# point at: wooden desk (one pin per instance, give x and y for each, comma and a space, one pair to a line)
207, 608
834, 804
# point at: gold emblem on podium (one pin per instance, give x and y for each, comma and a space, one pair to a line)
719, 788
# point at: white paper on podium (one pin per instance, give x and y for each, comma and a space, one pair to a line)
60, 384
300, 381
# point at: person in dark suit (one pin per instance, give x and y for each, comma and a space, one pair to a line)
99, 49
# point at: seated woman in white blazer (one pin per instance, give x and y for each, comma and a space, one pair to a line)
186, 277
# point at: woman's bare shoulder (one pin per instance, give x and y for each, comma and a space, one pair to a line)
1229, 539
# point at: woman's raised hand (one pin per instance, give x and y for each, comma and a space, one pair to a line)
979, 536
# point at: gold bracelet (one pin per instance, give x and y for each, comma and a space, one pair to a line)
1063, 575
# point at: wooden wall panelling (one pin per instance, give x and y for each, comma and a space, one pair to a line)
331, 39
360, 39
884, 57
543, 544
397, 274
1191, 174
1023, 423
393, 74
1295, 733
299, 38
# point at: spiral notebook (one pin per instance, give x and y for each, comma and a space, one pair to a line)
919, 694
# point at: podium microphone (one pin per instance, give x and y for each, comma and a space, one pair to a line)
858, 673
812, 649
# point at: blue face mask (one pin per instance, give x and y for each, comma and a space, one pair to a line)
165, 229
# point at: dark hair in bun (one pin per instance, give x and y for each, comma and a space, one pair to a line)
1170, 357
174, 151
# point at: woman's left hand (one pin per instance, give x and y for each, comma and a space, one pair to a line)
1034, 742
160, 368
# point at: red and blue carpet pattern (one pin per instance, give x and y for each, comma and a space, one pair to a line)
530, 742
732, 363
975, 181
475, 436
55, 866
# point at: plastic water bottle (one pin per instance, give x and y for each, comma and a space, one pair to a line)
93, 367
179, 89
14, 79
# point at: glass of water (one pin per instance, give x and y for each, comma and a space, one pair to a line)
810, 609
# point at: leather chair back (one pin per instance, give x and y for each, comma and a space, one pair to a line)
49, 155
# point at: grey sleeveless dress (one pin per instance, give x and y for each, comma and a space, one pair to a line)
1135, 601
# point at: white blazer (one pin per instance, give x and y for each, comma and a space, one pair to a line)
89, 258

#####

EXERCISE OBJECTIVE - Please repeat the entries above exactly as they read.

RESULT BELOW -
# point at: wooden desk (one pin per instance, give x and y for each, comma and a space, one pair to a line)
207, 608
834, 804
# point at: gold emblem on podium (one pin per instance, give x and y for each, comma and a space, one pair to a line)
719, 788
# point at: white paper on podium (one pin per instance, give x and y for each, comma and a space, one pair to a line)
60, 384
300, 381
# point at: person in dark suit (one pin per instance, give x and y for each, comma and a space, one pair to a line)
99, 49
# point at: seated woman in white blazer (one pin per instance, give x and y for each, comma and a space, one pair to a line)
186, 277
# point at: woman's bare shoulder (one pin per instance, give x and y for each, comma and a space, one pair to a line)
1229, 539
# point at: woman's raised hand (one pin per instance, give x and y for each, comma and a space, one pair to a line)
979, 536
# point at: gold bracelet (one pin per instance, give x and y for each, comma and a space, one pair to a line)
1063, 575
# point at: wooden wall panelling (one pin per instance, give x and y for each, comma and a space, one pair to a line)
331, 39
360, 39
884, 57
543, 544
397, 274
1191, 174
1023, 423
393, 74
1295, 733
299, 38
# point at: spiral notebook (one pin per instance, give x and y for each, comma and a space, one pair to a line)
919, 694
# point at: podium microphone (one pin per instance, give x and y for each, comma and a space, one pair to a line)
858, 673
812, 649
# point at: blue face mask (one pin per instance, give x and y for each, comma and a space, one pair to a line)
165, 229
# point at: dark hair in bun (one pin per instance, give x and y for each, comma and a space, one pair to a line)
1170, 357
174, 151
# point at: woman's left hand (one pin per instance, give x and y for each, comma and a space, one pair to a line)
1034, 742
160, 368
# point at: red and blue carpet pattern (one pin per instance, give x and y for each, comma and a space, one pair to a line)
530, 742
732, 363
975, 181
475, 436
55, 866
# point at: plastic water bottle (one pin per instance, give x and y for each, comma and a space, one pair to a line)
93, 367
179, 89
14, 79
# point at: glass of water (one pin per instance, give x and y for each, comma and a space, one pair to a line)
810, 609
# point at: leather chair back (one pin per instance, give x and y for each, comma and a space, one pair to a line)
49, 155
# point at: grey sleeveless dress (one pin per instance, give x and y for each, comma and a space, one pair to a line)
1135, 601
# point at: white blazer (one pin per instance, give x and y for each, comma and a space, one pair to a line)
89, 258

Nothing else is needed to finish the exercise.